- _Labeled shape records_
[Begin]
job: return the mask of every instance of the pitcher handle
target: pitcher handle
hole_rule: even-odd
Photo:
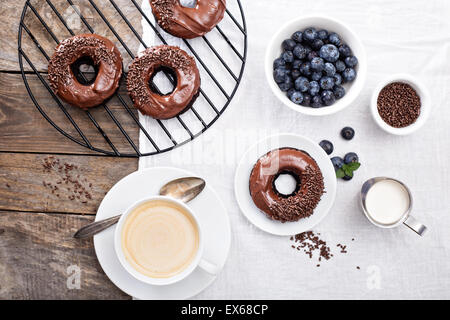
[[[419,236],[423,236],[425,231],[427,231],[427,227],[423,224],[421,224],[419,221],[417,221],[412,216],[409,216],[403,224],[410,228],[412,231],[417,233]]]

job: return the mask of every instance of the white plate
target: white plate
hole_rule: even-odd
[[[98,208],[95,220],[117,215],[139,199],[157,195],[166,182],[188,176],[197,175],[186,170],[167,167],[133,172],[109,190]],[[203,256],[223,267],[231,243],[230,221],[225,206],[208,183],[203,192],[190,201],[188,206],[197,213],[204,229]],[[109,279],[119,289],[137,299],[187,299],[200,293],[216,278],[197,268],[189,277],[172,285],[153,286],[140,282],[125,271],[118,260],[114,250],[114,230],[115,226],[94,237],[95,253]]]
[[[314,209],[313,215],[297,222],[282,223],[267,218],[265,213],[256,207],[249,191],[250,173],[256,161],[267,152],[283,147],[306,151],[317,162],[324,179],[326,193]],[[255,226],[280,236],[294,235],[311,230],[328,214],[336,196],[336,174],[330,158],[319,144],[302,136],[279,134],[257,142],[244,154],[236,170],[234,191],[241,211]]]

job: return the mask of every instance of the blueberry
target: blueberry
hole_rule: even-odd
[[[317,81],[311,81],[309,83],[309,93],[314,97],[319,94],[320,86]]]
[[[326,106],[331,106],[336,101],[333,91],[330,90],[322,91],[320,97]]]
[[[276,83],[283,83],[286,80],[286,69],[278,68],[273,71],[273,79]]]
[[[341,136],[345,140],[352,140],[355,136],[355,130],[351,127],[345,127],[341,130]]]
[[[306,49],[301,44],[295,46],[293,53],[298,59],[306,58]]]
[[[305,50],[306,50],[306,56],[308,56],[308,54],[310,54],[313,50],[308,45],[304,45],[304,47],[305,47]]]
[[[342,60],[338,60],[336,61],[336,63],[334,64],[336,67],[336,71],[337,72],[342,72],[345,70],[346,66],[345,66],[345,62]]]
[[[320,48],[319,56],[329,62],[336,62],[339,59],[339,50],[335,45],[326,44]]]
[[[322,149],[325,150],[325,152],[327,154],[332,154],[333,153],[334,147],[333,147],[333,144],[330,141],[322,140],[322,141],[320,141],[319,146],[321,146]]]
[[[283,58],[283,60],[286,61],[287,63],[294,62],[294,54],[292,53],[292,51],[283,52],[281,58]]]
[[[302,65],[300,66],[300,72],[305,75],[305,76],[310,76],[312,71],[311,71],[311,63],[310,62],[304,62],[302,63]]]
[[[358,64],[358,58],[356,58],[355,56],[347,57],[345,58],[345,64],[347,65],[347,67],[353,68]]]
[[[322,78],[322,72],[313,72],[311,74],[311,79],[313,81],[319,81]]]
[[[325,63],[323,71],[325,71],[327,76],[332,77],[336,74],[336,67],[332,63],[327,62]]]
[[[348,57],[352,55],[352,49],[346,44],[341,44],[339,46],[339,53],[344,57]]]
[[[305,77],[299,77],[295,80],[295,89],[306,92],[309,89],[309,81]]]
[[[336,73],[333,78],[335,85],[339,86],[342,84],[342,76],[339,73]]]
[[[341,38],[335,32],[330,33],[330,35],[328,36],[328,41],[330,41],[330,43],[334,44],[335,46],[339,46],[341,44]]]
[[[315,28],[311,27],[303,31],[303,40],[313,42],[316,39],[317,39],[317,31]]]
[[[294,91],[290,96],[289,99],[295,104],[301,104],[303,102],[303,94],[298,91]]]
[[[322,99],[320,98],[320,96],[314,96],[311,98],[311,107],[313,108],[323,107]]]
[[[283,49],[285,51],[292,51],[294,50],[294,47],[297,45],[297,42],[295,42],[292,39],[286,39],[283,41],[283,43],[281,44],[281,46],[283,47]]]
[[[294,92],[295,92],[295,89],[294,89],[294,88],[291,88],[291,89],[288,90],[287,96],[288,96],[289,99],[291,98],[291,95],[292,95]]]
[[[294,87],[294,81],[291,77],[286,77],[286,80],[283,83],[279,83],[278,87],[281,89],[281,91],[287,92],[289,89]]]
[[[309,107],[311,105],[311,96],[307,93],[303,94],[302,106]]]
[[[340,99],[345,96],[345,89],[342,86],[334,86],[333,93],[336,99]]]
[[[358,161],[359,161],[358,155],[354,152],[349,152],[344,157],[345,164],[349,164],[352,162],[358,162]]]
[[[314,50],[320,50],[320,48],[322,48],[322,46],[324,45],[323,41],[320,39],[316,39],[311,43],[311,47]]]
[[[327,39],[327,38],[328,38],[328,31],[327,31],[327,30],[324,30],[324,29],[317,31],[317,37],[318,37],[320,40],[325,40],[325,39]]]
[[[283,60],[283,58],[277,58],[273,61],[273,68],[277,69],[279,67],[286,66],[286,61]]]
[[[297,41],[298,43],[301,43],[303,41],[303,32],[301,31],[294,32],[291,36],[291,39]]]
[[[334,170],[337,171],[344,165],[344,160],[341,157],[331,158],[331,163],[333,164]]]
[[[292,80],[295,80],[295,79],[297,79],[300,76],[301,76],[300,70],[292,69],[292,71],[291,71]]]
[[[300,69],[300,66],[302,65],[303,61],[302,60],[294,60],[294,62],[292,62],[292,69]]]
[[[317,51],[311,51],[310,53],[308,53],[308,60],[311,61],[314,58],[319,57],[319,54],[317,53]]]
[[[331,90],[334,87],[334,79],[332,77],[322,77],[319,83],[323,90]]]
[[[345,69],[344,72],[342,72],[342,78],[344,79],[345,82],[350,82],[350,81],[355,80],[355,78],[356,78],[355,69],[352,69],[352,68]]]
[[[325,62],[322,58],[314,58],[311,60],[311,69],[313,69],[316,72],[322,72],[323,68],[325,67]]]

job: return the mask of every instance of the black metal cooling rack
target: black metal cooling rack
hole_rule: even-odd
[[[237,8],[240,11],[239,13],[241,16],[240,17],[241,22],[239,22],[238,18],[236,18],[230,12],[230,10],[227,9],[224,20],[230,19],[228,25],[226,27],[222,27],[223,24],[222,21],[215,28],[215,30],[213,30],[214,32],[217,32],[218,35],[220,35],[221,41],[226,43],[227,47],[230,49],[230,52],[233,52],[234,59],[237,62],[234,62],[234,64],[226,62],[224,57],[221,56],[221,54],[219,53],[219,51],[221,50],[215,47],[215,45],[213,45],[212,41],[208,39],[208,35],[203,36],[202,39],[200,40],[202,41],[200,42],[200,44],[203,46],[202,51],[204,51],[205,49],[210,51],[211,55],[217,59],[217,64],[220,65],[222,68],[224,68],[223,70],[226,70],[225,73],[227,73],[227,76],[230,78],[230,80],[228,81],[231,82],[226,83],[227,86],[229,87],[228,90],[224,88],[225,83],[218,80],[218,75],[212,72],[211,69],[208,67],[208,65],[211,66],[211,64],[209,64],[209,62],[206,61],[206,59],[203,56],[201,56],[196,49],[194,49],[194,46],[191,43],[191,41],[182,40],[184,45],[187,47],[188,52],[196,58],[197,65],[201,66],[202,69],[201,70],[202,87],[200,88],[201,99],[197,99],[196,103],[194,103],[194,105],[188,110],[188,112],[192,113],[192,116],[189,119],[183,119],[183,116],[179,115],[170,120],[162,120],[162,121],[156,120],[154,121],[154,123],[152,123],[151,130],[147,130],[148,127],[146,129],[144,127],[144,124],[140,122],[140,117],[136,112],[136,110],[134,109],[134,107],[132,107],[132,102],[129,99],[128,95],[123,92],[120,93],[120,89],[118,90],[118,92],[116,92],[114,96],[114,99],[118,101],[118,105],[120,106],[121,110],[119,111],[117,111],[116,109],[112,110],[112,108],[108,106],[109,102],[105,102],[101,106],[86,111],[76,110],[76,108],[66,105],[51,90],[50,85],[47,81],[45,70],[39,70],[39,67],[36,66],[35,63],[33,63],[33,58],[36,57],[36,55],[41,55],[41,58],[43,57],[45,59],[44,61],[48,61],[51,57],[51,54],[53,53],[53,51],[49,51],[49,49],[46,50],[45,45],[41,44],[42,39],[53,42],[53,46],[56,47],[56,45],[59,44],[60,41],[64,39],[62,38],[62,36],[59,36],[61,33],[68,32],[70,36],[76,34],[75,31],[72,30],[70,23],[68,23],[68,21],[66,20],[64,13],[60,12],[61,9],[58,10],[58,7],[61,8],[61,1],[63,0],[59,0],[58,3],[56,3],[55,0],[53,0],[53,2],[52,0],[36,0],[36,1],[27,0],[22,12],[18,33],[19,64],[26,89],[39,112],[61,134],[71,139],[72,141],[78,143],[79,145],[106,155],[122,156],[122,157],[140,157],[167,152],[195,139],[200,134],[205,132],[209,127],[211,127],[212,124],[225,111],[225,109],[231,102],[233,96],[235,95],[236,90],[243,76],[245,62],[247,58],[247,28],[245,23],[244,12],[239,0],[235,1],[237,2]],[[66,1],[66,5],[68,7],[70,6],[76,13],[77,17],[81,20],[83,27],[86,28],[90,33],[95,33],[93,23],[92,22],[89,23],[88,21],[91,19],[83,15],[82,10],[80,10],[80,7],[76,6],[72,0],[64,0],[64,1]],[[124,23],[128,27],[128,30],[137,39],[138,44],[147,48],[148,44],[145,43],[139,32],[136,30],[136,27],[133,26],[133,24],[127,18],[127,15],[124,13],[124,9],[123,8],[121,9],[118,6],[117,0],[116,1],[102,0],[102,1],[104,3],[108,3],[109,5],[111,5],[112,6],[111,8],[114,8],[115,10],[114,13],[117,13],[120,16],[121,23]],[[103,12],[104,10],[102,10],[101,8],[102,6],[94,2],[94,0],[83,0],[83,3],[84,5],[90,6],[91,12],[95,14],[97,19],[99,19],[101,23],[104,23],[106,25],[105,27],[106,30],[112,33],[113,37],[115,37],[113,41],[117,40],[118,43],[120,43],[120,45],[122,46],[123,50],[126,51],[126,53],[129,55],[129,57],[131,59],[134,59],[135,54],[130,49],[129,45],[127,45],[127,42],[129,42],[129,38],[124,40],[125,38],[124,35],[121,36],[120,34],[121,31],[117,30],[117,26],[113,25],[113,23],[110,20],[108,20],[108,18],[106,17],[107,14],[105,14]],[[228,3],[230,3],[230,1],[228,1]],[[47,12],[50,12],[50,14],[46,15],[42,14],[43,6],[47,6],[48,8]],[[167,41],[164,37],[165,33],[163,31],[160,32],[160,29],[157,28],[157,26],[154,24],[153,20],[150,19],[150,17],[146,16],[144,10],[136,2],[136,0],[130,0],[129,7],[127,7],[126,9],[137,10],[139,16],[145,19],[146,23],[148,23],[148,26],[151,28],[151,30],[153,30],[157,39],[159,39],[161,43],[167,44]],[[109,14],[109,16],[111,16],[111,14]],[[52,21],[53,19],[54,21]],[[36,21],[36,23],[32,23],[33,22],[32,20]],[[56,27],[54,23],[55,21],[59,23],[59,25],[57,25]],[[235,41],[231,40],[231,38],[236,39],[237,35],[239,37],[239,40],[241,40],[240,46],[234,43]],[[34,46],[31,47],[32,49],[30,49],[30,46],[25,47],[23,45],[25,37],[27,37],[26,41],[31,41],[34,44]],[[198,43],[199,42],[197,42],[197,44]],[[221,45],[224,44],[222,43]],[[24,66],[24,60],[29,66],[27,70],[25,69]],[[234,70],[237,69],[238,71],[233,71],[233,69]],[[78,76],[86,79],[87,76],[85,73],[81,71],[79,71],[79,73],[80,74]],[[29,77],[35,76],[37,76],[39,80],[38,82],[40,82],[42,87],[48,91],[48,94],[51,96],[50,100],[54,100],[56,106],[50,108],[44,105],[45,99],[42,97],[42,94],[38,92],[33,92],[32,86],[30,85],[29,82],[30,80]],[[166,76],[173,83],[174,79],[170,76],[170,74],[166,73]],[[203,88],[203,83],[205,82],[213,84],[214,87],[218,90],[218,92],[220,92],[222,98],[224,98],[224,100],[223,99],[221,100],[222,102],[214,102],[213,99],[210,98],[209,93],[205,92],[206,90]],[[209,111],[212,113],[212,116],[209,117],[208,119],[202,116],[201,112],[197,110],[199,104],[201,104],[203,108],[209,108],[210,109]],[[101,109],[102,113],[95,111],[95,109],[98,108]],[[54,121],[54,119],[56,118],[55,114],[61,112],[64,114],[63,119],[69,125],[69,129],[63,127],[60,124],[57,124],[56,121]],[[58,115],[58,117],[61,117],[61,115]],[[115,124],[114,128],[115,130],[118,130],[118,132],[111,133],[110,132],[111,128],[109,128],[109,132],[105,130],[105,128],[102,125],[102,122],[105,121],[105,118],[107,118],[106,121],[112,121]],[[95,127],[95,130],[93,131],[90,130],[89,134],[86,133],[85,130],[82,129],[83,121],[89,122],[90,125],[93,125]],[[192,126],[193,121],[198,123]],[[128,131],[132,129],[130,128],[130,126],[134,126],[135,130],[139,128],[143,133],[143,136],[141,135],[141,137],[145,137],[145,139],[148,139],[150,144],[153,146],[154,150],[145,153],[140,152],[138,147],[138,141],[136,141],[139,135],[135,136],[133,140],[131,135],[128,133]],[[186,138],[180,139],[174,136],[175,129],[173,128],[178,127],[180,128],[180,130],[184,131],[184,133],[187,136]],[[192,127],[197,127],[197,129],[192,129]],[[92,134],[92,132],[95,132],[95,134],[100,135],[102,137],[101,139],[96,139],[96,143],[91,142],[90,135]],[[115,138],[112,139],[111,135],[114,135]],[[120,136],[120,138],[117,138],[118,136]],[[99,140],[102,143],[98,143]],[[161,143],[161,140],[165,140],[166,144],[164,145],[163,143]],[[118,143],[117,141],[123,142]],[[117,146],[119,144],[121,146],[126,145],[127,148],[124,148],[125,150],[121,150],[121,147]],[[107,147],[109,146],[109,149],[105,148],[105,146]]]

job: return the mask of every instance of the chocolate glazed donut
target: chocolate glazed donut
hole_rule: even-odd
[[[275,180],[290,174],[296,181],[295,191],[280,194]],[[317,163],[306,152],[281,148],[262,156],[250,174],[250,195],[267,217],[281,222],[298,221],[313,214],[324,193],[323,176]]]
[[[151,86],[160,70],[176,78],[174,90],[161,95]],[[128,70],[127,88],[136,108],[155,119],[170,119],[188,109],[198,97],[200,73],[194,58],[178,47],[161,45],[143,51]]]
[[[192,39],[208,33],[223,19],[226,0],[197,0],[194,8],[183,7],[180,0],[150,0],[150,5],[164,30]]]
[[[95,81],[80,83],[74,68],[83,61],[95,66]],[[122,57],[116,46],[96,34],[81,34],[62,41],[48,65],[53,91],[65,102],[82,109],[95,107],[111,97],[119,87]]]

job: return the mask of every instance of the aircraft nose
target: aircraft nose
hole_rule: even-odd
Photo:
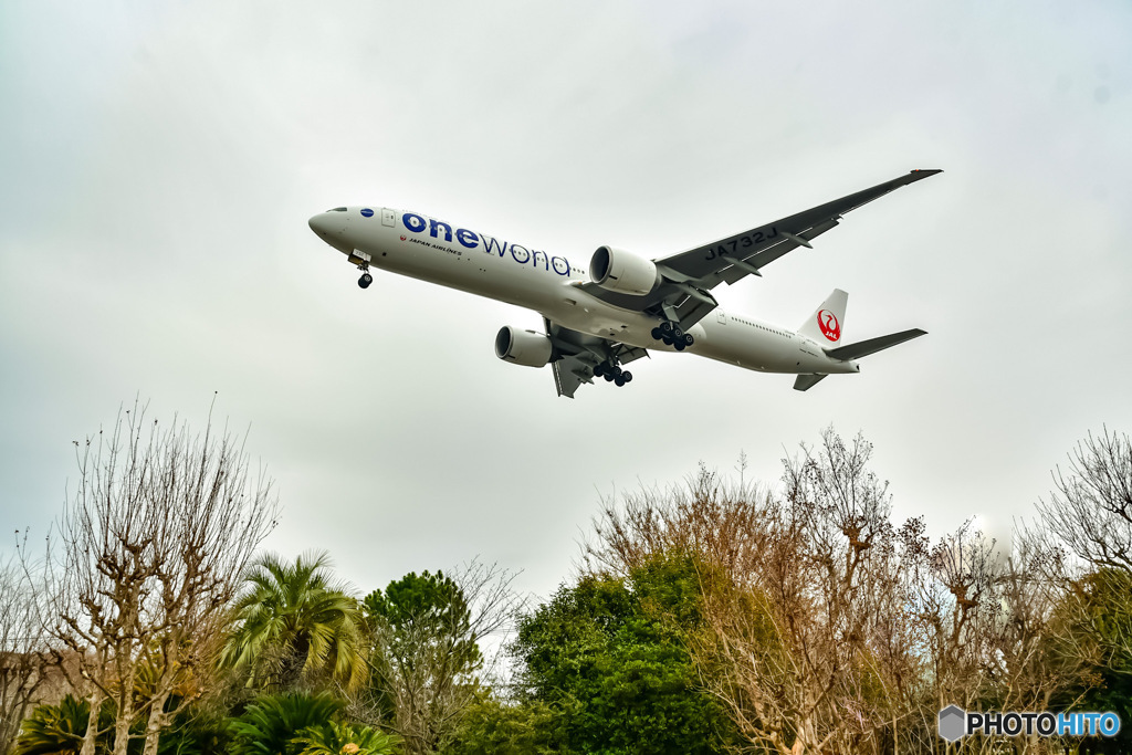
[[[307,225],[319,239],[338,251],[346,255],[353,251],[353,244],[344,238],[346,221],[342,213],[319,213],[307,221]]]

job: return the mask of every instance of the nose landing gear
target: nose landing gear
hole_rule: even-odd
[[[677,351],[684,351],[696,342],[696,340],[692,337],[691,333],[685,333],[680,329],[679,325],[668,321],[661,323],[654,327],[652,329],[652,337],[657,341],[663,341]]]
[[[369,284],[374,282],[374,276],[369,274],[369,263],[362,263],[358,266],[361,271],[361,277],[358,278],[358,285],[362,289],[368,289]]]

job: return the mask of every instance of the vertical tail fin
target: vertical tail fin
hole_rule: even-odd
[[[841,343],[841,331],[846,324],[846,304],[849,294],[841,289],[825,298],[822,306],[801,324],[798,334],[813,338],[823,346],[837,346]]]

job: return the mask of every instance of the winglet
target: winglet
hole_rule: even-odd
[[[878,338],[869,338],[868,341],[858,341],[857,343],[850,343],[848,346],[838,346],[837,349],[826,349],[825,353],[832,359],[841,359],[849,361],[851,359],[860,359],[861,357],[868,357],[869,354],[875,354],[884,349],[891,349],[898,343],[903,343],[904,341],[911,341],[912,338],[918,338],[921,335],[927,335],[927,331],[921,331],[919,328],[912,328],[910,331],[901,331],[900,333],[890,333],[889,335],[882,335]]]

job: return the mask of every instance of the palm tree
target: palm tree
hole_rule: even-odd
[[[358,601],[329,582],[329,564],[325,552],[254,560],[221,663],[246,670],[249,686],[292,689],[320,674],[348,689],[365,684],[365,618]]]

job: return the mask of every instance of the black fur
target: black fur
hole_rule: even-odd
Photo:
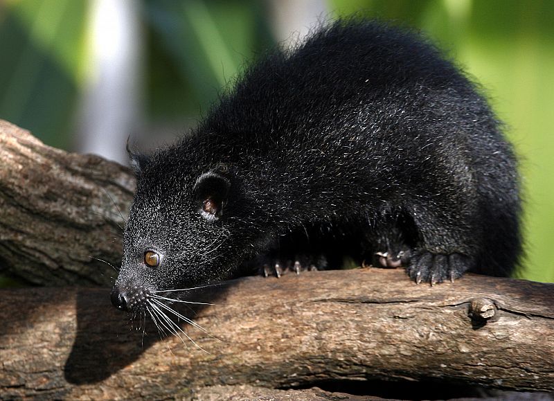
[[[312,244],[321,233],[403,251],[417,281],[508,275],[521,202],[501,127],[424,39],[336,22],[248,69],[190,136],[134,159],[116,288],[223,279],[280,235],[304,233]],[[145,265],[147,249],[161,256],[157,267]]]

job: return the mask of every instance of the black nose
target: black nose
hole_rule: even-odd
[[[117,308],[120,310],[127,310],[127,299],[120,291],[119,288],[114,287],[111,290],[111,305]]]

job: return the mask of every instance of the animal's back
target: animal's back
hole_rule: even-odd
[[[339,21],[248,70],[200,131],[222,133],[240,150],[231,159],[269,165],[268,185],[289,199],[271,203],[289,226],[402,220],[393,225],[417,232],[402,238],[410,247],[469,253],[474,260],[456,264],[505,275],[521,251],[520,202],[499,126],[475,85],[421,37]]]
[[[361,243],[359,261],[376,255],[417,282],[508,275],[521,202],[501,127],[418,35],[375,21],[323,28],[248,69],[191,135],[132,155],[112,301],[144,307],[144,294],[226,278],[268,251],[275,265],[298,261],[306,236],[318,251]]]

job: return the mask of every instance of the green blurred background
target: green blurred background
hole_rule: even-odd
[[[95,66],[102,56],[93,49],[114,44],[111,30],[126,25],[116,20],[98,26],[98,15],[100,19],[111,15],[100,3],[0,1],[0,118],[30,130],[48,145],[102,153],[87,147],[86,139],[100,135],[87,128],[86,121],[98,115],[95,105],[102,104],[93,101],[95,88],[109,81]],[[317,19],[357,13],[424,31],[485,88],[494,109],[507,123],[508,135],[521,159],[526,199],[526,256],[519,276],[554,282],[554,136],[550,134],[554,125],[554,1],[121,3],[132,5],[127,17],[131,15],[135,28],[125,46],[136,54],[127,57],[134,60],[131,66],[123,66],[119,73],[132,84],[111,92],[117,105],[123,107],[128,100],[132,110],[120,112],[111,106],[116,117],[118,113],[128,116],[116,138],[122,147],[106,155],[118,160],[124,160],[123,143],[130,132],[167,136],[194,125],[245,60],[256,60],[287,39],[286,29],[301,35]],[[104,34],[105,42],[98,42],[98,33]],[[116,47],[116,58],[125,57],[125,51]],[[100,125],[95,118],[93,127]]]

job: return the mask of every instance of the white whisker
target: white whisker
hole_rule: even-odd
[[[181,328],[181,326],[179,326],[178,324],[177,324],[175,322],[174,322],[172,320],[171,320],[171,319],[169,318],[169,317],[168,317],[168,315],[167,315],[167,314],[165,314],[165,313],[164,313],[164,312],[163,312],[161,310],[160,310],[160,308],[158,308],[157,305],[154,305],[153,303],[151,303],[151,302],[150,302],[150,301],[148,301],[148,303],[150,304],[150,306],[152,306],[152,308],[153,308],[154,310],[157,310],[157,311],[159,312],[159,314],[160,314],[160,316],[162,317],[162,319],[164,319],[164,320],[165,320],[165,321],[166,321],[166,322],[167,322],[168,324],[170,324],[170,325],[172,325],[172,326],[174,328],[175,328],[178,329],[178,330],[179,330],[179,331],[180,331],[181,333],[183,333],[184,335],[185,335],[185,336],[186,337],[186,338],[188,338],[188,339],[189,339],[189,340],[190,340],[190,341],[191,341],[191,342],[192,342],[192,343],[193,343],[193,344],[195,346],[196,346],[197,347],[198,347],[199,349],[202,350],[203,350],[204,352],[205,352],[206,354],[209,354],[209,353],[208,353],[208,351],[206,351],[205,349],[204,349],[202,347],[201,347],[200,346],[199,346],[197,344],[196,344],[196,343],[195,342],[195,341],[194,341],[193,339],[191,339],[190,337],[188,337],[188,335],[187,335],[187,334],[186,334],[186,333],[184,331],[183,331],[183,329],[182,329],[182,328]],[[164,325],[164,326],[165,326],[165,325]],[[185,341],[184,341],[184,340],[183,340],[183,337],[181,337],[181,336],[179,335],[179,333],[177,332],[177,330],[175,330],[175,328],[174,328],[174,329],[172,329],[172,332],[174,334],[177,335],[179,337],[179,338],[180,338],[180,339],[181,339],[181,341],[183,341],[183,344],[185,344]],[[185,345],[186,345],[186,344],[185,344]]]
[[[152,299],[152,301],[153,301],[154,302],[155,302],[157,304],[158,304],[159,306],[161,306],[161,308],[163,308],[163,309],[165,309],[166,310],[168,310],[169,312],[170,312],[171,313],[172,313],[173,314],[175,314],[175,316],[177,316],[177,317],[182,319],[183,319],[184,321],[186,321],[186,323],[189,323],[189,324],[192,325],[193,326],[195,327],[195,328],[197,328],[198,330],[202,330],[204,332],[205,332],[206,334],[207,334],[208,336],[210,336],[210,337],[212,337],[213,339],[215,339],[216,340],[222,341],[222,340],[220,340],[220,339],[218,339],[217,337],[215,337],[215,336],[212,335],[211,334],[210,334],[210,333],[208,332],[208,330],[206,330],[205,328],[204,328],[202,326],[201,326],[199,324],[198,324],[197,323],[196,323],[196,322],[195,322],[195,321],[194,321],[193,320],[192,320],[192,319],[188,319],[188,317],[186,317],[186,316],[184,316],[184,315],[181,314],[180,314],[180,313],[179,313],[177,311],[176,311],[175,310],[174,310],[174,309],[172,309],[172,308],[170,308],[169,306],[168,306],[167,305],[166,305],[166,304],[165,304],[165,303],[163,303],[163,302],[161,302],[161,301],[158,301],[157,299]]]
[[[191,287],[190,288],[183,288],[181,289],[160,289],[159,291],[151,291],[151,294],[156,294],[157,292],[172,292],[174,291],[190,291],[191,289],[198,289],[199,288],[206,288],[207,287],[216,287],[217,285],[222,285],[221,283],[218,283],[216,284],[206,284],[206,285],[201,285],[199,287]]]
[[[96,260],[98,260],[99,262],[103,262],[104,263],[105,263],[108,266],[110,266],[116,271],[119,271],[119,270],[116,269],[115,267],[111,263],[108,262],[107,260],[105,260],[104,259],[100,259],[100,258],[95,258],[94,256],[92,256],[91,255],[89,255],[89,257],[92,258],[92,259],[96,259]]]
[End]
- _Stated task_
How many lines in the records above contain the string "palm"? Reply with the number alone.

- _Full answer_
2